* START *

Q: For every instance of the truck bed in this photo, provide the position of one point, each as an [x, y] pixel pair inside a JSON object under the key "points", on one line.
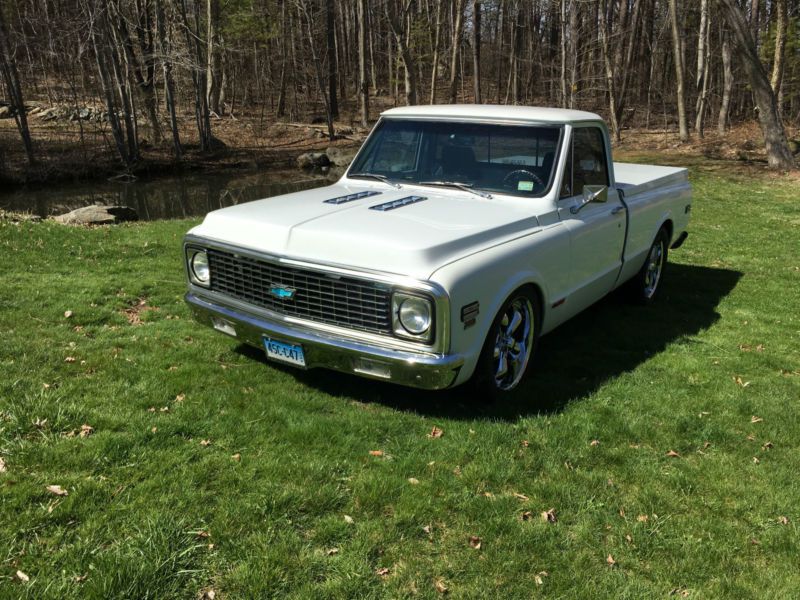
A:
{"points": [[636, 179]]}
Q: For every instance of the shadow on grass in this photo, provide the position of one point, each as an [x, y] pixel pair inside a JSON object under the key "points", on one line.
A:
{"points": [[608, 339]]}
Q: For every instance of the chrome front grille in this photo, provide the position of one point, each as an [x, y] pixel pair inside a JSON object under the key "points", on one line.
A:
{"points": [[317, 296]]}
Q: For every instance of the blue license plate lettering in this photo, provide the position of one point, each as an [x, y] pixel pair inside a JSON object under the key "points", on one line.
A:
{"points": [[288, 353]]}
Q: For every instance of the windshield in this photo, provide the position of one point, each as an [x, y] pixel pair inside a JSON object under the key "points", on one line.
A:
{"points": [[509, 159]]}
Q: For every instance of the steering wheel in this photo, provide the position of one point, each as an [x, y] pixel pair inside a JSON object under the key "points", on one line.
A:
{"points": [[517, 173]]}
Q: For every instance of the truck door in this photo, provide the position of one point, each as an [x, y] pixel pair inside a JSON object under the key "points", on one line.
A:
{"points": [[597, 228]]}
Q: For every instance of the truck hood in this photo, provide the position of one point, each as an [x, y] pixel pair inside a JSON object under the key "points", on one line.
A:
{"points": [[412, 239]]}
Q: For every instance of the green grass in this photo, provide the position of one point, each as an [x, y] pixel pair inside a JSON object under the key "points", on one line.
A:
{"points": [[147, 499]]}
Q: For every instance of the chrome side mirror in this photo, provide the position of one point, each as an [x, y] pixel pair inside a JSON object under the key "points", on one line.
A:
{"points": [[591, 193]]}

* END *

## DESCRIPTION OF THE TASK:
Revise all of the records above, changing "pixel pair" to "coordinate pair" and leaving everything else as it is. Omit the pictures from your answer.

## TASK RESPONSE:
Q: For every instance of the truck bed in this photo, provide the position of one point, each as an [x, y] coordinate pair inside a JSON object under the key "points", on one line.
A:
{"points": [[636, 179]]}
Q: For every instance of the shadow on grass in this photo, provide the position of one point, each as an [x, y] coordinate pair inside a JSON object under the key "points", on one line.
A:
{"points": [[608, 339]]}
Q: For every instance of the chrome front grille in this photo, provide the position of one point, each as an [x, y] coordinate pair inside a JSON object under the key "points", on one line.
A:
{"points": [[317, 296]]}
Q: For every instance of the blue license plate lettering in this photo, provide the position of one point, each as an [x, y] coordinate pair inside a JSON object under the key "points", on one line.
A:
{"points": [[288, 353]]}
Q: For every instance of the windshield in this photo, provide the position of one point, each as an [x, y] coordinate pair inside a JSON object under the key "points", on one line.
A:
{"points": [[509, 159]]}
Q: For every instance of the steering wheel in this photo, provide the position of one point, each as an [x, y] coordinate pair inside a JSON object under the key "points", on one line.
A:
{"points": [[517, 173]]}
Q: For every instance of the truck door in this photo, provide the position of one point, each as an [x, y] coordinate pair inside a JSON object under the key "points", on one line.
A:
{"points": [[597, 228]]}
Q: For every instance of the truck hood in this photo, provide the position of one point, each as an [x, y] coordinate pair inside a JSON object under the key "points", on one line.
A:
{"points": [[412, 239]]}
Q: For every instance of the green grass in this photo, provide the position of one point, each as an [x, y] coordinate pair inside a JSON object under the key "points", on one line.
A:
{"points": [[147, 499]]}
Q: For every instance of the chrome side mirror in this photo, provide the position of one point, each as an [x, y] coordinate pair inside a JSON object under the key "points", on one line.
A:
{"points": [[591, 193]]}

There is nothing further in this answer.